» **RECORDS FOR PROCESSING**:

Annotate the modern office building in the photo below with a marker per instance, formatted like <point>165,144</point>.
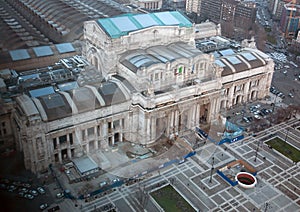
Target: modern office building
<point>151,78</point>
<point>239,13</point>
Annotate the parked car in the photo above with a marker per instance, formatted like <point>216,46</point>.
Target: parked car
<point>33,192</point>
<point>115,180</point>
<point>29,196</point>
<point>41,190</point>
<point>246,119</point>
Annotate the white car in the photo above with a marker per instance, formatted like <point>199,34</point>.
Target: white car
<point>41,190</point>
<point>257,117</point>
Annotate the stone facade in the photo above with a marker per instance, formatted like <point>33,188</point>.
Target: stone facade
<point>177,88</point>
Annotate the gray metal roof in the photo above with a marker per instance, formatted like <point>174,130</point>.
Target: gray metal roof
<point>84,99</point>
<point>111,93</point>
<point>41,91</point>
<point>19,54</point>
<point>55,106</point>
<point>42,51</point>
<point>64,48</point>
<point>133,60</point>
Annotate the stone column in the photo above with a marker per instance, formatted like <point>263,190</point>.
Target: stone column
<point>153,128</point>
<point>246,90</point>
<point>68,146</point>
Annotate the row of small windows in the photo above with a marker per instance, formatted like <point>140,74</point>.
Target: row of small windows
<point>241,87</point>
<point>178,71</point>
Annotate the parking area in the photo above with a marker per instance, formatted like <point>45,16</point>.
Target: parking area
<point>252,116</point>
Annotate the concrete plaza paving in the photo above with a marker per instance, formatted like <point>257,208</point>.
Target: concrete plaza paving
<point>277,188</point>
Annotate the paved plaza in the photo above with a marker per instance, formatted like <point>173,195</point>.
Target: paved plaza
<point>277,188</point>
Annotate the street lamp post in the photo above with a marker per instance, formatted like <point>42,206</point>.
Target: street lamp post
<point>287,132</point>
<point>212,168</point>
<point>256,151</point>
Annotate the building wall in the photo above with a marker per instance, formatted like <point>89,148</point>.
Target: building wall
<point>149,5</point>
<point>194,100</point>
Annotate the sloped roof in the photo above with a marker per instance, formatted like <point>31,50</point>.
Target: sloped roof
<point>135,59</point>
<point>118,26</point>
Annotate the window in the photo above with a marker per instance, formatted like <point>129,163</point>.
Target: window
<point>237,88</point>
<point>156,76</point>
<point>54,143</point>
<point>179,70</point>
<point>71,138</point>
<point>62,139</point>
<point>116,123</point>
<point>83,134</point>
<point>91,131</point>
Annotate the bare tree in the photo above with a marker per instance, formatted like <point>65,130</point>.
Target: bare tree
<point>142,196</point>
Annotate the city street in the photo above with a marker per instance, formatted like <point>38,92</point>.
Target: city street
<point>277,188</point>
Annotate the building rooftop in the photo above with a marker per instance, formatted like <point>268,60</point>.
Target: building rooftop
<point>158,54</point>
<point>122,25</point>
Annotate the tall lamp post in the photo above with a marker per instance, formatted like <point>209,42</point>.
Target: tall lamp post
<point>212,168</point>
<point>256,151</point>
<point>287,132</point>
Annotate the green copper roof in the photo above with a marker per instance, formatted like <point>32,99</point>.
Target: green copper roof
<point>118,26</point>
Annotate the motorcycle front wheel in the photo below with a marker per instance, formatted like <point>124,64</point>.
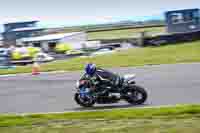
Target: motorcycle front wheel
<point>86,102</point>
<point>136,95</point>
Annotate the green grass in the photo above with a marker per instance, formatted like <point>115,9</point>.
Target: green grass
<point>182,118</point>
<point>169,54</point>
<point>123,33</point>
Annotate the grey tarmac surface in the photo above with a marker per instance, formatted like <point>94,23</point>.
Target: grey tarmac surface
<point>166,85</point>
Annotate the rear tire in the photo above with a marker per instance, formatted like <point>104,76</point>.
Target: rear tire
<point>135,90</point>
<point>82,103</point>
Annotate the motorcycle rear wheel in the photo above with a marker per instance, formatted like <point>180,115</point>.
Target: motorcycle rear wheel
<point>133,92</point>
<point>83,103</point>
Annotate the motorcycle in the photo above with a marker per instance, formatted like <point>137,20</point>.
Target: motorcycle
<point>86,95</point>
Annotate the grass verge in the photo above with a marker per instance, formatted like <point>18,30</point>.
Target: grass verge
<point>181,118</point>
<point>169,54</point>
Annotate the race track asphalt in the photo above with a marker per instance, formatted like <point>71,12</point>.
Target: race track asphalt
<point>166,85</point>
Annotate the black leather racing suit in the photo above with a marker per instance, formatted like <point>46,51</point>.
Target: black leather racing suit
<point>103,78</point>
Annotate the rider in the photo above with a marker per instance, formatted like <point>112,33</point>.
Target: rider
<point>101,77</point>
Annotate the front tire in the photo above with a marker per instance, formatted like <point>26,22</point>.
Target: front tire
<point>133,93</point>
<point>82,102</point>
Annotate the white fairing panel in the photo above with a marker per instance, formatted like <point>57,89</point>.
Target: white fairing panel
<point>129,77</point>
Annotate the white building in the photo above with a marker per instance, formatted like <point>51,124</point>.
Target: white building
<point>77,40</point>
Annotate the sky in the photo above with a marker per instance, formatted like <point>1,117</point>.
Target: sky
<point>81,12</point>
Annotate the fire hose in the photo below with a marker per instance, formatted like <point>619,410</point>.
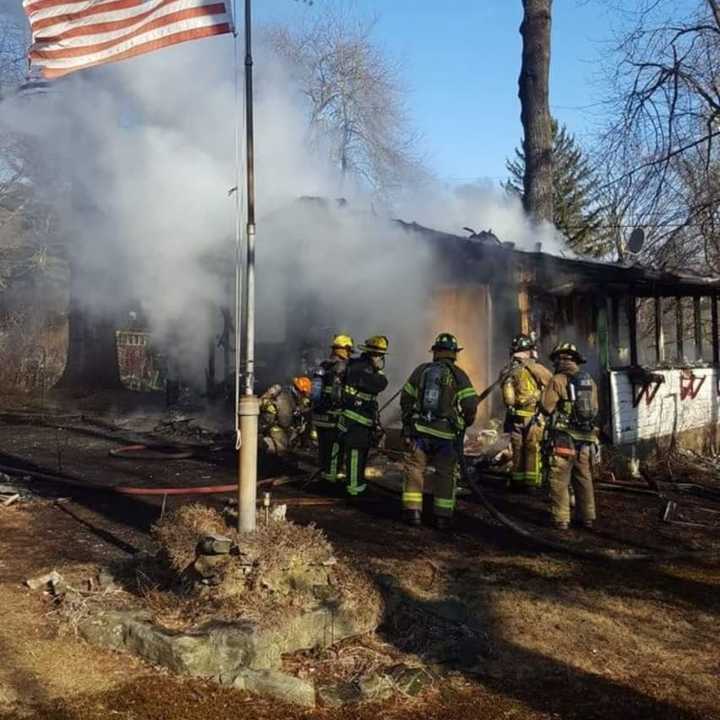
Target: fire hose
<point>586,553</point>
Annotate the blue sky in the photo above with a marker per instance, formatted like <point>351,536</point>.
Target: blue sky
<point>461,60</point>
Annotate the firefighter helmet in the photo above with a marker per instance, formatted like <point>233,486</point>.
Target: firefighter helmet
<point>521,343</point>
<point>569,349</point>
<point>377,344</point>
<point>343,341</point>
<point>302,384</point>
<point>446,341</point>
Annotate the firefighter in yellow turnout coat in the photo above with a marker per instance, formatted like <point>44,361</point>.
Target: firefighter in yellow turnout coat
<point>326,396</point>
<point>438,402</point>
<point>358,420</point>
<point>522,388</point>
<point>571,402</point>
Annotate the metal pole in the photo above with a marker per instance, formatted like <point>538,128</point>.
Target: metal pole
<point>248,407</point>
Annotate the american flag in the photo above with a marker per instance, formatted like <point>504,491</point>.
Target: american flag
<point>69,35</point>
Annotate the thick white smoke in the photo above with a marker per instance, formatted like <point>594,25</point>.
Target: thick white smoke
<point>140,157</point>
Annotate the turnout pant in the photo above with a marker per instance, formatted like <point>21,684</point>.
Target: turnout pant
<point>356,442</point>
<point>525,439</point>
<point>577,470</point>
<point>442,454</point>
<point>329,453</point>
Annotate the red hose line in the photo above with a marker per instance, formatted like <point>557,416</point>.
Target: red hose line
<point>207,490</point>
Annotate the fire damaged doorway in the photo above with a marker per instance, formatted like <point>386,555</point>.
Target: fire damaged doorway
<point>465,312</point>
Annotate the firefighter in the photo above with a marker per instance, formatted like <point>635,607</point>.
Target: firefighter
<point>358,422</point>
<point>284,415</point>
<point>570,400</point>
<point>522,386</point>
<point>438,402</point>
<point>326,397</point>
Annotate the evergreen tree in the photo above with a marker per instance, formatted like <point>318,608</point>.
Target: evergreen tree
<point>574,213</point>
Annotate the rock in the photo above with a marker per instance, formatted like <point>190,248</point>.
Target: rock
<point>220,648</point>
<point>209,565</point>
<point>410,680</point>
<point>52,578</point>
<point>339,694</point>
<point>298,576</point>
<point>105,580</point>
<point>278,685</point>
<point>214,545</point>
<point>375,688</point>
<point>452,610</point>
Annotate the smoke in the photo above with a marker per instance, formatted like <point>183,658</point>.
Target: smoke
<point>481,206</point>
<point>139,157</point>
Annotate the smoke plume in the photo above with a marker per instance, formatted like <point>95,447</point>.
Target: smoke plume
<point>139,157</point>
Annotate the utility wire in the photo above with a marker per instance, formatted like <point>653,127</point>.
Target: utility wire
<point>239,212</point>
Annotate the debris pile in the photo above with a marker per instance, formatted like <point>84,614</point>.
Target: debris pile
<point>281,569</point>
<point>17,489</point>
<point>681,466</point>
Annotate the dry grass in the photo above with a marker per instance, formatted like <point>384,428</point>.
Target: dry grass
<point>280,570</point>
<point>179,532</point>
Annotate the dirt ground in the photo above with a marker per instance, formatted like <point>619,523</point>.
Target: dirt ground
<point>561,637</point>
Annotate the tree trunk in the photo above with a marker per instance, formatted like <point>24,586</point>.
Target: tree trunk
<point>92,360</point>
<point>535,109</point>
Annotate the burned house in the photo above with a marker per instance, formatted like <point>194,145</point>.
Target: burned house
<point>651,337</point>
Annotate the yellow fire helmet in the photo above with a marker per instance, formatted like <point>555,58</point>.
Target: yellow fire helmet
<point>377,344</point>
<point>343,341</point>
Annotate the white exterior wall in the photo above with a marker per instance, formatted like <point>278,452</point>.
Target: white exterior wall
<point>687,400</point>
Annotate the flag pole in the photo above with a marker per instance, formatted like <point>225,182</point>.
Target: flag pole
<point>248,406</point>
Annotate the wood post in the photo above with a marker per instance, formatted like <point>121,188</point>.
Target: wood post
<point>679,330</point>
<point>713,310</point>
<point>631,309</point>
<point>659,332</point>
<point>697,317</point>
<point>614,330</point>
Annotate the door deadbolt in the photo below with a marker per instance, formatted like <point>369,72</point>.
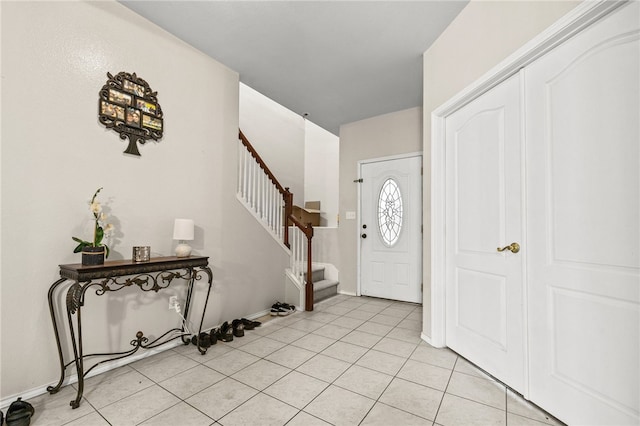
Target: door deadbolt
<point>513,247</point>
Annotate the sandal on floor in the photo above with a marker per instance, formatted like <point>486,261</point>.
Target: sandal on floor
<point>238,328</point>
<point>205,340</point>
<point>226,332</point>
<point>19,413</point>
<point>250,325</point>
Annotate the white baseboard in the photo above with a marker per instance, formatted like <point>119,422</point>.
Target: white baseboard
<point>6,401</point>
<point>73,378</point>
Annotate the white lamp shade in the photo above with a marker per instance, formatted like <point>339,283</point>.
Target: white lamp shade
<point>183,229</point>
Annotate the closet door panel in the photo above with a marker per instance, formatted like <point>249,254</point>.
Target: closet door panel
<point>583,216</point>
<point>484,287</point>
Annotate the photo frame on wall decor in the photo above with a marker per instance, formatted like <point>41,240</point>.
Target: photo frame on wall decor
<point>130,107</point>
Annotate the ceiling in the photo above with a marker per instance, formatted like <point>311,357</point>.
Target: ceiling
<point>337,61</point>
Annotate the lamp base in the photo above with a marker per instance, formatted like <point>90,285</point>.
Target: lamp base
<point>183,250</point>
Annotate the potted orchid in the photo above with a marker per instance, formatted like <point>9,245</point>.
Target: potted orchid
<point>94,252</point>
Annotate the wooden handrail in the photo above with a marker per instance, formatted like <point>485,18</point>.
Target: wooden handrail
<point>262,164</point>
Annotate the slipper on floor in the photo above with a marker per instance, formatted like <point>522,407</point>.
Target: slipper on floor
<point>250,325</point>
<point>19,413</point>
<point>205,340</point>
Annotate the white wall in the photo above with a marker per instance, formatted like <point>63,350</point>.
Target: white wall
<point>321,171</point>
<point>278,135</point>
<point>55,56</point>
<point>390,134</point>
<point>481,36</point>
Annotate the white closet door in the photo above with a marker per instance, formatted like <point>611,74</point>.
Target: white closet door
<point>583,214</point>
<point>484,287</point>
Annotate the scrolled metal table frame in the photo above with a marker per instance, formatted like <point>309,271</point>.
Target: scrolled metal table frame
<point>155,275</point>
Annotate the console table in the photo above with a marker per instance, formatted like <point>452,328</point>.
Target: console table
<point>154,275</point>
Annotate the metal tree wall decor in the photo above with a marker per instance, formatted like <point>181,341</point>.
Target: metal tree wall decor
<point>129,106</point>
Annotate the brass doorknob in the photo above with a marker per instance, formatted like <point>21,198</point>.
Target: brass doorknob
<point>513,247</point>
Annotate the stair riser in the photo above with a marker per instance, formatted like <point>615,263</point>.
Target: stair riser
<point>325,293</point>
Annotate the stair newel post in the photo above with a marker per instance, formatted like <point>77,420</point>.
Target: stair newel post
<point>288,211</point>
<point>308,303</point>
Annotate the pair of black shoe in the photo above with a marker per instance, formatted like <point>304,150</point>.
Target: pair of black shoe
<point>237,328</point>
<point>206,339</point>
<point>282,309</point>
<point>18,414</point>
<point>226,332</point>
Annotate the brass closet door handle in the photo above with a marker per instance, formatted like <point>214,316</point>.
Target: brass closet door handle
<point>513,247</point>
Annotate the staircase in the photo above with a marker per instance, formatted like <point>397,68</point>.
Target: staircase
<point>272,205</point>
<point>323,288</point>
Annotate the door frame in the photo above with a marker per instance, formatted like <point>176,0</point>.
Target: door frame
<point>359,225</point>
<point>583,15</point>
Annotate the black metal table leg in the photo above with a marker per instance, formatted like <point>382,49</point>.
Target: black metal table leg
<point>56,388</point>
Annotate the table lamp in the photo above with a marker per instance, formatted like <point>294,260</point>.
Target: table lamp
<point>183,231</point>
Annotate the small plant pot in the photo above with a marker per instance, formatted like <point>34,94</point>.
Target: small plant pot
<point>92,256</point>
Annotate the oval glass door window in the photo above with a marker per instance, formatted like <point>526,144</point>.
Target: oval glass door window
<point>390,212</point>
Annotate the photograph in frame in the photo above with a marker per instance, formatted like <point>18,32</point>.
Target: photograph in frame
<point>112,110</point>
<point>147,107</point>
<point>118,97</point>
<point>134,88</point>
<point>151,122</point>
<point>133,117</point>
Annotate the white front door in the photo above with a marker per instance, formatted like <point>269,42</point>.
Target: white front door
<point>583,188</point>
<point>390,229</point>
<point>484,286</point>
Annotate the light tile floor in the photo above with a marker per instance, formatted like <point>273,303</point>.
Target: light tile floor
<point>352,361</point>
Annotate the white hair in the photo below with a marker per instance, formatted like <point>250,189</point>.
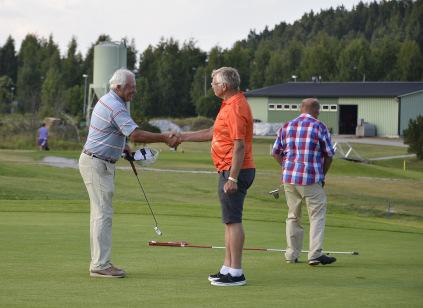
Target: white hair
<point>229,76</point>
<point>120,78</point>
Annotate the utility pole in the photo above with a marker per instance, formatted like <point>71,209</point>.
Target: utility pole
<point>85,95</point>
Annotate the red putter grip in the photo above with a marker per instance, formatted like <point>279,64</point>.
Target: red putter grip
<point>174,244</point>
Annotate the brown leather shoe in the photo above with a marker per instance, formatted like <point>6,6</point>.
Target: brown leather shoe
<point>110,272</point>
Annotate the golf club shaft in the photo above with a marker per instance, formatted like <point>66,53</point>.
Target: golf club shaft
<point>142,189</point>
<point>185,244</point>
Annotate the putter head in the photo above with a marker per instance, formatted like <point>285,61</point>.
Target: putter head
<point>145,156</point>
<point>274,193</point>
<point>158,232</point>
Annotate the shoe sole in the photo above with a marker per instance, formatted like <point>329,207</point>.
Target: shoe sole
<point>96,275</point>
<point>232,284</point>
<point>317,263</point>
<point>213,279</point>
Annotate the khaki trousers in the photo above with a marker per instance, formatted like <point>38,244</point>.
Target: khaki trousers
<point>98,176</point>
<point>315,198</point>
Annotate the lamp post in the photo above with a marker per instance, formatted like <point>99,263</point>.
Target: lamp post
<point>85,94</point>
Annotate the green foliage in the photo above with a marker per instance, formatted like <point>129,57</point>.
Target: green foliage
<point>373,41</point>
<point>9,60</point>
<point>413,136</point>
<point>6,94</point>
<point>208,106</point>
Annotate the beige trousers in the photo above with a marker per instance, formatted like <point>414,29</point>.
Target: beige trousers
<point>98,176</point>
<point>315,199</point>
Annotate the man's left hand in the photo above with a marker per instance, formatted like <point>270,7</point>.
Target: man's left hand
<point>230,187</point>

» **TASK TO COMPLETE**: Turn everything in the records above, from the line containing "Annotate the sandal" down to the line containing "<point>73,378</point>", into a numbered list with blank lines left out.

» **RESULT OF THIS TASK**:
1. Annotate the sandal on floor in the photo above with a marker per instance, formatted like <point>486,261</point>.
2. Target: sandal on floor
3. <point>238,328</point>
4. <point>205,340</point>
5. <point>226,332</point>
6. <point>19,413</point>
7. <point>250,325</point>
8. Annotate the white baseboard in the photo above with a marker per instance, formatted like <point>119,422</point>.
9. Target: white baseboard
10. <point>6,401</point>
11. <point>73,378</point>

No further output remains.